- SOURCE TEXT:
(begin)
Both h and c can be expressed in terms of the mutual information and entropy measures from the information theory. Homogeneity (h) is maximized when each cluster contains elements of as few different classes as possible. Completeness (c) aims to put all elements of each class in single clusters. The β parameter (β>0) could used to control the weights of h and c in the final measure. If β>1, completeness has more weight, and when β<1 it's homogeneity.

In [19]:
vmeasure(houses[!,:medoids_clusters], houses[!,:cluster10_means]) 


0.8080415648262416

## Mutual information
Mutual information quantifies the "amount of information" obtained about one random variable through observing the other random variable. It is used in determining the similarity of two different clusterings of a dataset.

Clustering.mutualinfo — Function.
mutualinfo(a, b; normed=true) -> Float64
Compute the mutual information between the two clusterings of the same data points.
(end)
- STATED EXERCISE 1: In the clustering-evaluation text, list each argument that appears in the signature of the mutualinfo function, and give its default value where the signature shows one.
- STATED EXERCISE 2:
Answer these questions using the clustering-evaluation text. Put each answer on its own line, marked with the same letter.
(a) What does completeness aim to do?
(b) What value did the vmeasure call return?
(c) What type does mutualinfo return?
- STATED EXERCISE 3: Extend the clustering-evaluation text, starting after its last sentence.

- DATA SHOWN:
(begin)
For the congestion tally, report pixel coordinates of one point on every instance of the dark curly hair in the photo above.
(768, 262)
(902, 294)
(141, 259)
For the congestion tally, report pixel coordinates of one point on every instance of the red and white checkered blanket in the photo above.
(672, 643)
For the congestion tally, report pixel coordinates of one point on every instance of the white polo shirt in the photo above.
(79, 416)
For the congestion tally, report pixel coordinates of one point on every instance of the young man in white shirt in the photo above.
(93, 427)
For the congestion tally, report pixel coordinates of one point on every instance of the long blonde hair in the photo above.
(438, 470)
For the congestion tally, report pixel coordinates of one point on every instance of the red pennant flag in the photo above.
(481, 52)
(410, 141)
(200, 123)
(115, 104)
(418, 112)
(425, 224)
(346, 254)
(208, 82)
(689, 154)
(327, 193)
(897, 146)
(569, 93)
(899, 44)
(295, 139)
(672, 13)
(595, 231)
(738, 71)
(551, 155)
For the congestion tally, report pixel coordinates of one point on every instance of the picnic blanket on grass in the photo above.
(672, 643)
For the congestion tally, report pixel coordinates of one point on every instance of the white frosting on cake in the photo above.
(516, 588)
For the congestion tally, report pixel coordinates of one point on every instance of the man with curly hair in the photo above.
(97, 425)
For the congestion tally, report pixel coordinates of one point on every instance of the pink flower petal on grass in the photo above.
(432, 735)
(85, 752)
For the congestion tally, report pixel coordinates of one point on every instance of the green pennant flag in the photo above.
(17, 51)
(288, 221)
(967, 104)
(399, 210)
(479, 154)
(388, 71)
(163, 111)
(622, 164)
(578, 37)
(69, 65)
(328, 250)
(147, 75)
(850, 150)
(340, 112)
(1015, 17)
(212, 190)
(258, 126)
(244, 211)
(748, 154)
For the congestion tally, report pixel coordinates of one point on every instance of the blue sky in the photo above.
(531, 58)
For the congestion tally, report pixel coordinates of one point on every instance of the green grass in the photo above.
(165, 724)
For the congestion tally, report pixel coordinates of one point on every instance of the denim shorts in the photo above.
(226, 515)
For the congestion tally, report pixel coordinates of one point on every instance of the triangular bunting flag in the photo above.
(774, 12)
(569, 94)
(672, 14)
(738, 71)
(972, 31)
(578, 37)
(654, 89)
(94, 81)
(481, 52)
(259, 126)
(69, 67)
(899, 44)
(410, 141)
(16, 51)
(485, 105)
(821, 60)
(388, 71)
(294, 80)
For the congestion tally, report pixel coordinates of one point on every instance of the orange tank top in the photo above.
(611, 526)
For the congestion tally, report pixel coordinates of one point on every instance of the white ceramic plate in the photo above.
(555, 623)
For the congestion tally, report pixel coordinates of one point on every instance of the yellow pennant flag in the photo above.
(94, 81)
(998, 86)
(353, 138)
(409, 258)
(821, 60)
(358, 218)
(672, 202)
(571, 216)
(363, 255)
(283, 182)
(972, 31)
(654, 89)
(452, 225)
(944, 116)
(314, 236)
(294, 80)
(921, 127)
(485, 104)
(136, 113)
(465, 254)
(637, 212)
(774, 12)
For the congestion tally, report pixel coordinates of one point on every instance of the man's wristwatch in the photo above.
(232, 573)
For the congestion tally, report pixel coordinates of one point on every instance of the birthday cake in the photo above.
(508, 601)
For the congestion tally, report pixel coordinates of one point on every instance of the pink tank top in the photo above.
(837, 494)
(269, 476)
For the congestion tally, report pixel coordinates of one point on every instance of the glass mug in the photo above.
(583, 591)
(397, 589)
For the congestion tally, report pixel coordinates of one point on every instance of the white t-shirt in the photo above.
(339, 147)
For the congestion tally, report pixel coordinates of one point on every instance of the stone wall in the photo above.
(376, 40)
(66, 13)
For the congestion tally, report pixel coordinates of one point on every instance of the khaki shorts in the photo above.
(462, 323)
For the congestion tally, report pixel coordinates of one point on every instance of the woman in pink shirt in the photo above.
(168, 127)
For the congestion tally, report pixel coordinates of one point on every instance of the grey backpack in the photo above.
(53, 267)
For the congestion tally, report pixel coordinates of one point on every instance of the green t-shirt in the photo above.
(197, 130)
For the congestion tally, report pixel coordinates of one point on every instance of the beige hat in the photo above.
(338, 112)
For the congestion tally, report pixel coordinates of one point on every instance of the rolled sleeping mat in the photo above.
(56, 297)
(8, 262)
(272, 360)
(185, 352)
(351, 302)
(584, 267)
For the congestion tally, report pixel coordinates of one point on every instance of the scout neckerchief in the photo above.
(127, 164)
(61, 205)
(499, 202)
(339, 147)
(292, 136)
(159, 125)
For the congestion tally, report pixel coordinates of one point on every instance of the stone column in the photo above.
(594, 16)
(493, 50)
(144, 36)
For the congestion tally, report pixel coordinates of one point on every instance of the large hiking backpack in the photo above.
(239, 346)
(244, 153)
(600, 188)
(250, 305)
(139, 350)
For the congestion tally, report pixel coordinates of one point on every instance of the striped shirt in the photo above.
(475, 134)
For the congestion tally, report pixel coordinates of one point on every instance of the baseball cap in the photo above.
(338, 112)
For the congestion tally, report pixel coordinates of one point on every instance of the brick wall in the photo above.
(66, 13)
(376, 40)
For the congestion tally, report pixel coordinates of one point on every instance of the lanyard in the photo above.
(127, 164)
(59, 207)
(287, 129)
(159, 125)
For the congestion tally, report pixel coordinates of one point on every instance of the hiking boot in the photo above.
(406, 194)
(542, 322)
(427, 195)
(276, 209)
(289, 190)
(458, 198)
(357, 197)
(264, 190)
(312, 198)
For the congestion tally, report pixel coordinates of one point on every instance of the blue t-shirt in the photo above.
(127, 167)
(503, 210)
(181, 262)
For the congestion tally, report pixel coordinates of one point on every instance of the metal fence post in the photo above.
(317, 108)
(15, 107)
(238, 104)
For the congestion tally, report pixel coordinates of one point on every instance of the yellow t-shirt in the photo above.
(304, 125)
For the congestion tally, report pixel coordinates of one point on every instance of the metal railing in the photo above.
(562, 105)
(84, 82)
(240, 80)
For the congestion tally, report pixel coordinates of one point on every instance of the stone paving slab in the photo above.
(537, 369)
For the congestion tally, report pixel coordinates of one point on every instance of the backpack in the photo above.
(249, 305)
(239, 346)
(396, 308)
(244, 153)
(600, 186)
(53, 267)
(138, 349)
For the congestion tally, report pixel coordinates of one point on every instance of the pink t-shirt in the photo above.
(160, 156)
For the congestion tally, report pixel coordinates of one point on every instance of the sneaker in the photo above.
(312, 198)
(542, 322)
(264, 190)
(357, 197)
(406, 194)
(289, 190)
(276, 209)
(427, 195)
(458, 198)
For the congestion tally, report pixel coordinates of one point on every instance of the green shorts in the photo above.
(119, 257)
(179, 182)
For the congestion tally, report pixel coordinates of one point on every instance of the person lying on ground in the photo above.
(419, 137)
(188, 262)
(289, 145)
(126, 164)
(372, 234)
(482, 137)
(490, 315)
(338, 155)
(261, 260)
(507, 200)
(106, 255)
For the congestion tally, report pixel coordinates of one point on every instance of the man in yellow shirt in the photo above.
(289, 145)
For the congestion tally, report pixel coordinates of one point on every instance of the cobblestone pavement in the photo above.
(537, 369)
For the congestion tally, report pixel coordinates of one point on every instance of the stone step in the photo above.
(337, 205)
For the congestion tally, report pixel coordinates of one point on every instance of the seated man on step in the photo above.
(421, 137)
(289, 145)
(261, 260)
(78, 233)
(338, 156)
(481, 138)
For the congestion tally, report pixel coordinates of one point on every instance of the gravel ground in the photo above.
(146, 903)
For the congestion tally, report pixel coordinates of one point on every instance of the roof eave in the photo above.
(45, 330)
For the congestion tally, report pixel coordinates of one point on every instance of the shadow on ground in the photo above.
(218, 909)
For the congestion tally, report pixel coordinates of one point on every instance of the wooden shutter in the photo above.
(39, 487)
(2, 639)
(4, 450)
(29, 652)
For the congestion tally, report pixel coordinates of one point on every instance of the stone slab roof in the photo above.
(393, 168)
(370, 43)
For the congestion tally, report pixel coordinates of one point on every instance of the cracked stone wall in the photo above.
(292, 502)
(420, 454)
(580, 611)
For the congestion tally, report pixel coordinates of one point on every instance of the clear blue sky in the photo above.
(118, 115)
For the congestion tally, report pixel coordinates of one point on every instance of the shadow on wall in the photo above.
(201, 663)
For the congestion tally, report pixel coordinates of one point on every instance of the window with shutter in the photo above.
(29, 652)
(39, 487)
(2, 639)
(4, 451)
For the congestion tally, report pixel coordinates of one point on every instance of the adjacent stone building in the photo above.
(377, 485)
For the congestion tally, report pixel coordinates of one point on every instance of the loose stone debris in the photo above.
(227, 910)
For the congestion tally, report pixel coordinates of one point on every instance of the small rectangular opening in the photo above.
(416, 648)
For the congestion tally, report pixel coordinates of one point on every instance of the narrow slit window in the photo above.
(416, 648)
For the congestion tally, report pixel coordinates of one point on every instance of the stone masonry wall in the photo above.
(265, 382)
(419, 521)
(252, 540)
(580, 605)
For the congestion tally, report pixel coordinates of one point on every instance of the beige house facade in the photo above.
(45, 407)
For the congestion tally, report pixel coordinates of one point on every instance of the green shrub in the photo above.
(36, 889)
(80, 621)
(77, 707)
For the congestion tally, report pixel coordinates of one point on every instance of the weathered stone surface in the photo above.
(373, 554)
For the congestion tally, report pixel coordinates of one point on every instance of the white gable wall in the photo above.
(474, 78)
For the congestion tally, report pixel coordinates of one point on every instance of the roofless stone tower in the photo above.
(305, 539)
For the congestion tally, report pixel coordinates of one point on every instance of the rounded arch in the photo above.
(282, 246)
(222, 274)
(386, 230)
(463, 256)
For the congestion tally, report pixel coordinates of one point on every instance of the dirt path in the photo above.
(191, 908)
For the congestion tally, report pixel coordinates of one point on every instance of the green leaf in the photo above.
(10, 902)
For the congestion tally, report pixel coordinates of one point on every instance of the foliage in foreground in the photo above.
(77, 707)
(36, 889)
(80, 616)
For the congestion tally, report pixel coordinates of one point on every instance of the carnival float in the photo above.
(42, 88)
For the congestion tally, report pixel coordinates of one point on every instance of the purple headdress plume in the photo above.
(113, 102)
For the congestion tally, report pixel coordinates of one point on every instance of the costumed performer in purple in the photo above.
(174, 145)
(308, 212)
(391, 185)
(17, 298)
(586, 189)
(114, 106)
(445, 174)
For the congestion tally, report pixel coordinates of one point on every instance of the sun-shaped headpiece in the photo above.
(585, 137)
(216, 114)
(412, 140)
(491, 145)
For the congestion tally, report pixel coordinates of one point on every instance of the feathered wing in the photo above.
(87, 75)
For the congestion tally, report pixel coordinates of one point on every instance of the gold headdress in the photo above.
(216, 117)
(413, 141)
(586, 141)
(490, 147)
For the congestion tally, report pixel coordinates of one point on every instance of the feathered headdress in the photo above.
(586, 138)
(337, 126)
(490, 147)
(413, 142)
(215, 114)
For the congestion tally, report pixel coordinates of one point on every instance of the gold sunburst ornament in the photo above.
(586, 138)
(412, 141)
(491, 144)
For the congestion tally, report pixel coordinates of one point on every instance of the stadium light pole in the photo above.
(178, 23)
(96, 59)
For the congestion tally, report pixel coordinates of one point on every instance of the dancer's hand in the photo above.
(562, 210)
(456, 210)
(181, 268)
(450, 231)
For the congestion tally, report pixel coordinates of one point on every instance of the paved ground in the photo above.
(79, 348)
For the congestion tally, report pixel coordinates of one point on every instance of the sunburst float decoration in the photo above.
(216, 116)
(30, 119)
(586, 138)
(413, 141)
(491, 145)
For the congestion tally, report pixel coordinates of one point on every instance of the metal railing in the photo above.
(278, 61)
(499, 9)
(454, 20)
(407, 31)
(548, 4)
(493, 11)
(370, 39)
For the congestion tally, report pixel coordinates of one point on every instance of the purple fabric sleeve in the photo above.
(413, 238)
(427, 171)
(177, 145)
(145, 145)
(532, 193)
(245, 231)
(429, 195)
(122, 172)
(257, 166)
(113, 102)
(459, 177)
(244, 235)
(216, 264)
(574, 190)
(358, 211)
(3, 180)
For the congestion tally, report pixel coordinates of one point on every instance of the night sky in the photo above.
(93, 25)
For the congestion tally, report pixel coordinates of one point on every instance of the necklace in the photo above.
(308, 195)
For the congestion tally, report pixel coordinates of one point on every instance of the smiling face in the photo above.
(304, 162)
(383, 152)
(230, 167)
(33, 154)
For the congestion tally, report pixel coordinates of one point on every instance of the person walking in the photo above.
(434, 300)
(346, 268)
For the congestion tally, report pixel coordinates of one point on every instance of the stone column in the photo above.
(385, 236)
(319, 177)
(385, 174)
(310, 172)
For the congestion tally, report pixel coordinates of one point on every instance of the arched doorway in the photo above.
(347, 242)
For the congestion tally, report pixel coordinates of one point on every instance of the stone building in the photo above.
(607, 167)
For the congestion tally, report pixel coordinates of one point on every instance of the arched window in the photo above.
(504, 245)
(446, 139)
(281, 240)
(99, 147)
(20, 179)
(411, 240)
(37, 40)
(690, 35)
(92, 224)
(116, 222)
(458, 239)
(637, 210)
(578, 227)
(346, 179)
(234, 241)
(end)
- RIGHT ANSWER 1:
a
b
normed (default: true)

- RIGHT ANSWER 2:
(a) It aims to put all elements of each class in single clusters.
(b) 0.8080415648262416
(c) Float64

- RIGHT ANSWER 3:
a and b can be either ClusteringResult instances or assignments vectors (AbstractVector{<:Integer}).

If normed parameter is true the return value is the normalized mutual information (symmetric uncertainty), see "Data Mining Practical Machine Tools and Techniques", Witten & Frank 2005.

References

Vinh, Epps, and Bailey, (2009). “Information theoretic measures for clusterings comparison”.

Proceedings of the 26th Annual International Conference on Machine Learning - ICML ‘09.



In [20]:
mutualinfo(houses[!,:medoids_clusters], houses[!,:cluster10_means])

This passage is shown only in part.